##### RECORDS PROVIDED #####

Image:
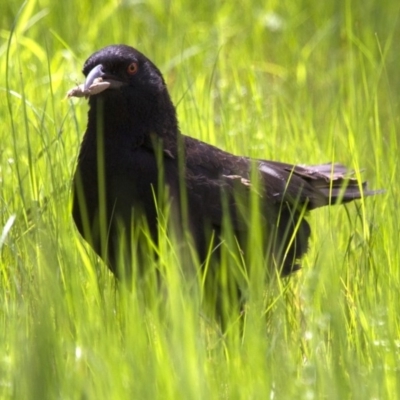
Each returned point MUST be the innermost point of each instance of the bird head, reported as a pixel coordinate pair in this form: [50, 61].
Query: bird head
[128, 92]
[120, 67]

#####

* _PROMPT_: Reproduce the lines above word for word, omitting the picture.

* _FULL OUTPUT_:
Image:
Each returned point MUST be the innermost point of each instance of the bird head, reported as a pixel coordinate pair in this form: [50, 61].
Query: bird head
[128, 92]
[120, 67]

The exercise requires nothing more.